*** DOCUMENT SECTION ***

As the campaign entered November, Tammany Hall intensified their attacks against Hearst. One cartoon in the Tammany-run Daily News implicated Hearst for the 1901 assassination of President William McKinley; Tammany operatives attempted to circulate 300,000 copies to voters via the mail, but the poster was barred as "scurrilous matter." In a large November rally at Union Square, Tammany orator Bourke Cockran denounced Hearst as "an apostle of riot, an advocate of disorder, a promoter of socialism." Cockran continued, "[His election] would be such a pronouncement of anarchy and riot that the very foundations of society would be shattered and the whole fabric of social order reduced to ruin."

Hearst's popularity with common people was unchanged by the sustained attacks, however, and in early November newspapers predicted that regardless of the outcome, Hearst would wrest control of Tammany and the Manhattan Democratic Party from boss Charles Francis Murphy and McClellan. Entering the final week of the campaign, the New York Herald declared that the race was impossible to predict, given Hearst's strength in Democratic wards and the lack of clear party divisions. Hearst concluded his campaign with a free concert by the Metropolitan Opera orchestra at Madison Square Garden, which 50,000 attended. A nearby rally by Tammany at the Hippodrome also drew overflow crowds, and police intervened to prevent bloodshed when a thousand Hearst supporters marched north to confront the Tammany rally.

=== Results ===
On election day, there were widespread reports of voter fraud, poll watchers being chased from polling stations, delays in reporting returns, and unopened and uncounted ballots disappearing or being misplaced, including in the East River. The Independent described it as "the most extraordinary election ever witnessed in New York City."

The New York Times reported that Hearst poll watchers in at least three Tammany strongholds returned to campaign headquarters on election night with bandaged heads and arms in slings, and election returns from the same districts were being withheld. One Hearst worker, an R. Little, had "had a finger chewed off and his face cut."

*** End of DOCUMENT SECTION ***

--- PROBLEMS TO WORK ON ---
(1) Transcribe the passage about Hearst's campaign against Tammany Hall word for word, starting at "Hearst's popularity with" and ending at "the Tammany rally.".
(2) Write the next part of the passage about Hearst's campaign against Tammany Hall, picking up right after its final sentence.
You won't need the rows that come next.

*** INFORMATION PROVIDED ***

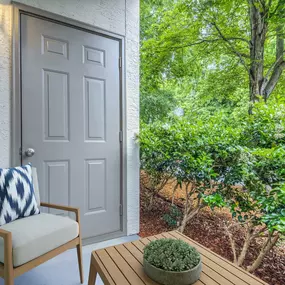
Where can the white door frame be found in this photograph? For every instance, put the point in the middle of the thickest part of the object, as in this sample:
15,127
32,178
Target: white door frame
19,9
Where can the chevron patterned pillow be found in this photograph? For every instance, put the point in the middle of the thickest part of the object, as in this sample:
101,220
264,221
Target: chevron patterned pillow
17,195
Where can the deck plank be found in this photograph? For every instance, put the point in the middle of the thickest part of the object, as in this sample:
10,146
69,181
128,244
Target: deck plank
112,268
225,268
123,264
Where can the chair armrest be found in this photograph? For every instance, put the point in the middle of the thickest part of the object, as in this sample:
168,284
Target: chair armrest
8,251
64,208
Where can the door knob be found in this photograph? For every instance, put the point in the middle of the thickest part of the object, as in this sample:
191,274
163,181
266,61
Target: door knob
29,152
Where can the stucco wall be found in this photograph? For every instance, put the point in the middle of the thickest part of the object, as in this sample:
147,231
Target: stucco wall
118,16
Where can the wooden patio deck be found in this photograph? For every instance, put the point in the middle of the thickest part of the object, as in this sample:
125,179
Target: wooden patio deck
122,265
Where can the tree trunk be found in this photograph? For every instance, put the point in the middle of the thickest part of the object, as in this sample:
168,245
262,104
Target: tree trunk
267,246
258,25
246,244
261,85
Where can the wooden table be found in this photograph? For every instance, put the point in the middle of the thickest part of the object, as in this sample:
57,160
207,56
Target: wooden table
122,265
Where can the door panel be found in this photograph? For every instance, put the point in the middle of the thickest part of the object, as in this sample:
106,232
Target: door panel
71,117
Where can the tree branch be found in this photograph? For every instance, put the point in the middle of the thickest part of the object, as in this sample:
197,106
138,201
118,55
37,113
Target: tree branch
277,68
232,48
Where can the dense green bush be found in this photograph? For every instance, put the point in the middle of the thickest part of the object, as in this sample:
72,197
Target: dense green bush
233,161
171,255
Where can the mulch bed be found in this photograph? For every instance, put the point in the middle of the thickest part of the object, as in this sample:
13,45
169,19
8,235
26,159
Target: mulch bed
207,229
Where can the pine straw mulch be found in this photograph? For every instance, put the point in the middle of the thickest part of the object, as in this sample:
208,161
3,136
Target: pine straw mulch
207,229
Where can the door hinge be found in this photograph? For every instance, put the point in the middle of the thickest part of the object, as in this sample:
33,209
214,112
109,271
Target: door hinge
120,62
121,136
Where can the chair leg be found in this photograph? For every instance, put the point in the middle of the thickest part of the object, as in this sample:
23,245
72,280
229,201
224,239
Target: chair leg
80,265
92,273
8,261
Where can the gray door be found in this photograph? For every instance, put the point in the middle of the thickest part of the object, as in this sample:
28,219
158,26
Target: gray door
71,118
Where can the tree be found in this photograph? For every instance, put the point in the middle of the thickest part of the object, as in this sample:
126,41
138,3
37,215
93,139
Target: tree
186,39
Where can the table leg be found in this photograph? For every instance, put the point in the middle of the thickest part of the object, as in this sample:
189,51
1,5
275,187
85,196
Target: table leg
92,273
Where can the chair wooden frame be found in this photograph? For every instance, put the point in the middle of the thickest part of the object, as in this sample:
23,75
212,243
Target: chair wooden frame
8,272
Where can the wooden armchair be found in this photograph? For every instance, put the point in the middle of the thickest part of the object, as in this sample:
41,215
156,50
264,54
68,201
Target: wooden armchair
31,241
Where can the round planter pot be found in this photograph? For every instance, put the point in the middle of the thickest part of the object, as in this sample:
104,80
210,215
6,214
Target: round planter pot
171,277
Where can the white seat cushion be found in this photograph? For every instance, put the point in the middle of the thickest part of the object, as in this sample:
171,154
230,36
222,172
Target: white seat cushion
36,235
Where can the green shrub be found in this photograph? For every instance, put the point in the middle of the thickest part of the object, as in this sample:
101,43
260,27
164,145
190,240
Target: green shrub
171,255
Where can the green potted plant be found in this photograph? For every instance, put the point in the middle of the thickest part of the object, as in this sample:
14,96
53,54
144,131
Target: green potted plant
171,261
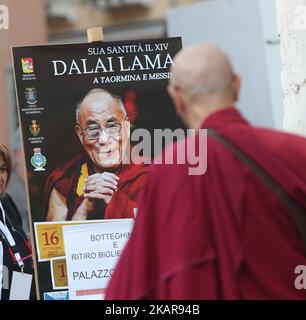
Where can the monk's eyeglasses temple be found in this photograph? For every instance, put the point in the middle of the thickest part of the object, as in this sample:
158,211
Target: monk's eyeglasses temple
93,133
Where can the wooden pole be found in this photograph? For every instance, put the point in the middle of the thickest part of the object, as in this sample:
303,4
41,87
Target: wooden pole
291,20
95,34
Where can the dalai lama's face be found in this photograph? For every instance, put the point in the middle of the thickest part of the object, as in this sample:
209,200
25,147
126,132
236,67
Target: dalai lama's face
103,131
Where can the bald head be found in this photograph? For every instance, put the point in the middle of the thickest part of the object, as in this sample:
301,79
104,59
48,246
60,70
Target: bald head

*** End of INFORMATION PROVIDED ***

--- PER-TASK ANSWERS ---
(1)
Hearst's popularity with common people was unchanged by the sustained attacks, however, and in early November newspapers predicted that regardless of the outcome, Hearst would wrest control of Tammany and the Manhattan Democratic Party from boss Charles Francis Murphy and McClellan. Entering the final week of the campaign, the New York Herald declared that the race was impossible to predict, given Hearst's strength in Democratic wards and the lack of clear party divisions. Hearst concluded his campaign with a free concert by the Metropolitan Opera orchestra at Madison Square Garden, which 50,000 attended. A nearby rally by Tammany at the Hippodrome also drew overflow crowds, and police intervened to prevent bloodshed when a thousand Hearst supporters marched north to confront the Tammany rally.

(2)
New York City mayoral election, 1905
| Party |  | Candidate | Votes | % |
|---|---|---|---|---|
|  | Democratic | George B. McClellan Jr. | 228,407 | 37.8 |
|  | Municipal Ownership League | William Randolph Hearst | 224,989 | 37.2 |
|  | Republican | William Mills Ivins Sr. | 137,184 | 22.7 |
|  | Socialist | Algernon Lee | 11,817 | 2.0 |
|  | Socialist Labor | John Kinneally | 2,276 | 0.4 |
| Total votes |  |  | 604,673 | 100.00 |
|  | Democratic hold |  |  |  |

=== Aftermath ===
After the election results were announced, Hearst launched a bipartisan campaign for a recount, holding demonstrations throughout the city and attacking Tammany more furiously than he had during the campaign. Though politicians and reformers including Republican candidate William Ivins and popular opinion agreed that the results had been fraudulent, few Tammany critics actually wished to see Hearst as mayor. In the same issue in which it reported on instances of election fraud, the Times congratulated the voters on rejecting Hearst, "Their votes have spared the city the humiliation, the trials and the dangers of a four years' management of its affairs by a peculiarly reckless, unschooled, and unsteady group of experimenters and adventurers . . . It is certain that the election of Mr. Hearst to be Mayor of New York would have sent a shiver of apprehension over the entire Union."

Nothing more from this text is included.